• _Document segment_:
-.-.-
4.3. Short vs Long Flows

The size of short flows is defined roughly in the range 1–100 KB. The size of long flows is defined as ≥100 KB [12,13,14]. Therefore, we use a simple method to differentiate between short and long flows. A flow type variable ft is maintained for each flow. Each new flow is a short flow by default. When the number of bytes sent so far exceeds a threshold value X (e.g., 50 KB), then the flow type is updated to long flow.

4.4. Overhead

The BOTCP introduces a 4-byte buffer-occupancy-feedback option in the IP header of the packet. In a typical DCN, with a size of 1500 bytes for the data packet, the overhead introduced by BOTCP is 4/1456 = 0.2747%.

4.5. Time Complexity

Time complexity of BOTCP will be discussed in comparison with TCP and DCTCP and their congestion signal, i.e., ECN. BOTCP consists of buffer occupancy feedback (BOF) and BOF-based congestion control (BOCC). Time complexity of BOF is the same as that of the ECN mechanism, i.e., O(1), since no loops or recursive function calls are involved as shown in Figure 5.
The time complexity of BOCC depends on two things. First, the time complexity of the congestion window update function, and second, the number of calls to the update function. The time complexity of BOCC’s congestion window update function is the same as that of TCP and DCTCP, i.e., O(1), since again there are no loops or recursive function calls. The number of calls to the update function depends on the number of packets, i.e., the BOCC’s congestion window update function is called each time an acknowledgement is received. In comparison, in TCP and DCTCP, the congestion window update function is called once per congestion window. Therefore, in the worst case, the time complexity of BOCC increases relative to the time complexity of TCP and DCTCP by a constant factor of BDP of the path/packet size. Since data center networks have very small propagation delays, i.e., on the scale of a few microseconds (µs), BDP of the path/packet size results in a small value.
-.-.-
• _Data provided_:
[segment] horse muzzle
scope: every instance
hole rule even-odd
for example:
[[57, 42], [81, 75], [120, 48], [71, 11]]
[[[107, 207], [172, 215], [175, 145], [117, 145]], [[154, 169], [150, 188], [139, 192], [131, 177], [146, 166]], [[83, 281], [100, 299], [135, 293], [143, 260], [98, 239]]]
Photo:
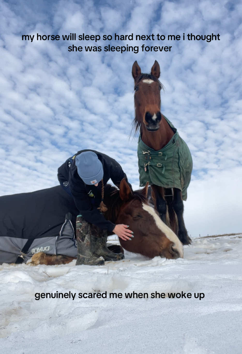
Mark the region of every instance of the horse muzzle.
[[145, 115], [144, 122], [147, 130], [155, 131], [159, 129], [161, 120], [161, 113], [159, 111], [153, 114], [150, 112], [146, 112]]

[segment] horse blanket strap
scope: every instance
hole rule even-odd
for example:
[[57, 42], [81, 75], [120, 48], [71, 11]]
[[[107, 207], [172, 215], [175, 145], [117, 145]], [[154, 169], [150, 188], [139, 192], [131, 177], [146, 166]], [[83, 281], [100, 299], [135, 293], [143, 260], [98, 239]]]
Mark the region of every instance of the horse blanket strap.
[[150, 184], [165, 188], [177, 188], [186, 200], [191, 181], [192, 160], [187, 145], [172, 123], [163, 116], [175, 134], [168, 144], [156, 151], [148, 146], [140, 136], [138, 155], [140, 187]]
[[28, 240], [24, 246], [20, 251], [20, 254], [18, 256], [18, 258], [15, 262], [16, 264], [20, 264], [23, 263], [24, 260], [24, 257], [26, 257], [27, 255], [27, 253], [29, 250], [29, 247], [33, 243], [34, 240], [34, 238], [29, 239]]

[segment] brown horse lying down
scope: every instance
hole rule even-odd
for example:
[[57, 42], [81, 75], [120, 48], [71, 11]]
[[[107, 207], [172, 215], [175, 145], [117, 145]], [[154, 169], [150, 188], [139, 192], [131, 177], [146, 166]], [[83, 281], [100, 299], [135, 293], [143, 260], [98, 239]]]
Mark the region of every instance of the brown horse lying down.
[[[133, 232], [134, 237], [131, 241], [120, 239], [121, 246], [127, 251], [149, 258], [158, 256], [169, 259], [182, 258], [182, 244], [148, 204], [148, 187], [147, 183], [143, 189], [132, 192], [125, 179], [121, 182], [119, 190], [107, 185], [104, 198], [108, 207], [105, 217], [114, 223], [128, 225]], [[74, 259], [40, 252], [33, 256], [30, 264], [65, 264]]]

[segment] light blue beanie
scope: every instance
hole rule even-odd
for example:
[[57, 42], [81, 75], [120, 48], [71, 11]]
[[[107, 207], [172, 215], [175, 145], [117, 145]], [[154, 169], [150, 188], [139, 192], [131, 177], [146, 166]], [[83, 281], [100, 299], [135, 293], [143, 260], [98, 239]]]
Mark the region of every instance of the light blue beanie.
[[77, 173], [86, 184], [95, 184], [102, 180], [103, 169], [97, 154], [85, 151], [76, 156]]

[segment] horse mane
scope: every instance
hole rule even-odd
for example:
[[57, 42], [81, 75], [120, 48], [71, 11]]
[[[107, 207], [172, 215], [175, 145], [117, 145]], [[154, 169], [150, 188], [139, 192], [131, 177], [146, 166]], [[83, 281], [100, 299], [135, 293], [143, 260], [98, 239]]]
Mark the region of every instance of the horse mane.
[[[142, 193], [142, 189], [133, 191], [130, 200], [139, 200], [147, 203], [147, 199]], [[119, 195], [119, 189], [111, 184], [104, 187], [104, 202], [108, 210], [104, 214], [105, 218], [115, 223], [119, 213], [120, 208], [124, 203]]]
[[[151, 74], [143, 74], [142, 73], [137, 78], [136, 81], [135, 81], [135, 85], [137, 85], [137, 84], [138, 84], [139, 82], [140, 82], [140, 81], [142, 80], [145, 80], [146, 79], [149, 79], [151, 80], [153, 80], [154, 81], [155, 81], [157, 82], [158, 82], [161, 86], [161, 88], [162, 90], [163, 90], [163, 91], [165, 90], [165, 86], [164, 85], [162, 84], [161, 82], [157, 78], [156, 78], [155, 76], [154, 76], [154, 75], [151, 75]], [[135, 109], [136, 107], [135, 106], [135, 97], [134, 96], [134, 108]], [[136, 109], [135, 110], [136, 112]], [[131, 136], [132, 132], [134, 131], [134, 137], [135, 137], [137, 132], [139, 129], [140, 127], [141, 126], [141, 124], [139, 122], [138, 122], [137, 120], [136, 113], [135, 117], [132, 122], [132, 129], [131, 129], [131, 133], [130, 133], [130, 135], [129, 136]]]

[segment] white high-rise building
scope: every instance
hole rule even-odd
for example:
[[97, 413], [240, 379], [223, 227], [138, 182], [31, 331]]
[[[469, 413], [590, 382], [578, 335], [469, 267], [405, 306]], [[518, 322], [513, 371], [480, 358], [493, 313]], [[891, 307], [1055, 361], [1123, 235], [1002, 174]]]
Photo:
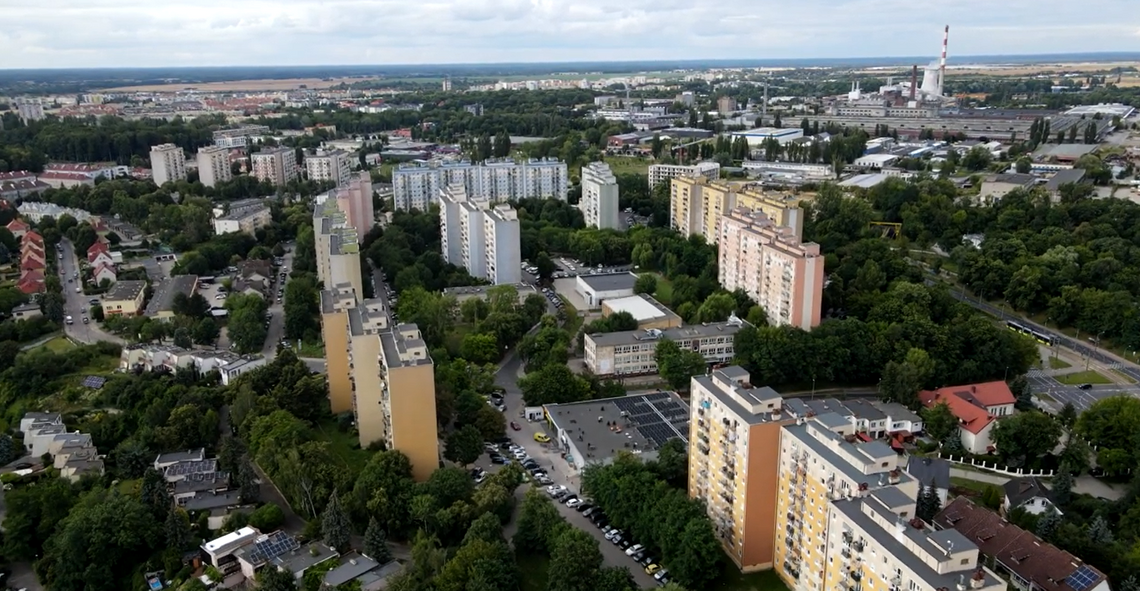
-.-.-
• _Exercise task 1_: In the BOTCP excerpt, how large is the buffer-occupancy-feedback option that BOTCP adds to the IP header of a packet?
• _Exercise task 2_: Translate this sentence from the BOTCP excerpt into Spanish: "BOTCP consists of buffer occupancy feedback (BOF) and BOF-based congestion control (BOCC)."
• _Exercise task 3_: Reproduce the part of the BOTCP excerpt that begins at the words "4.4. Overhead" and stops after "4/1456 = 0.2747%.".

• _Task response 1_: It is a 4-byte option.

• _Task response 2_: BOTCP consta de la retroalimentación de ocupación del búfer (BOF) y del control de congestión basado en BOF (BOCC).

• _Task response 3_:
4.4. Overhead

The BOTCP introduces a 4-byte buffer-occupancy-feedback option in the IP header of the packet. In a typical DCN, with a size of 1500 bytes for the data packet, the overhead introduced by BOTCP is 4/1456 = 0.2747%.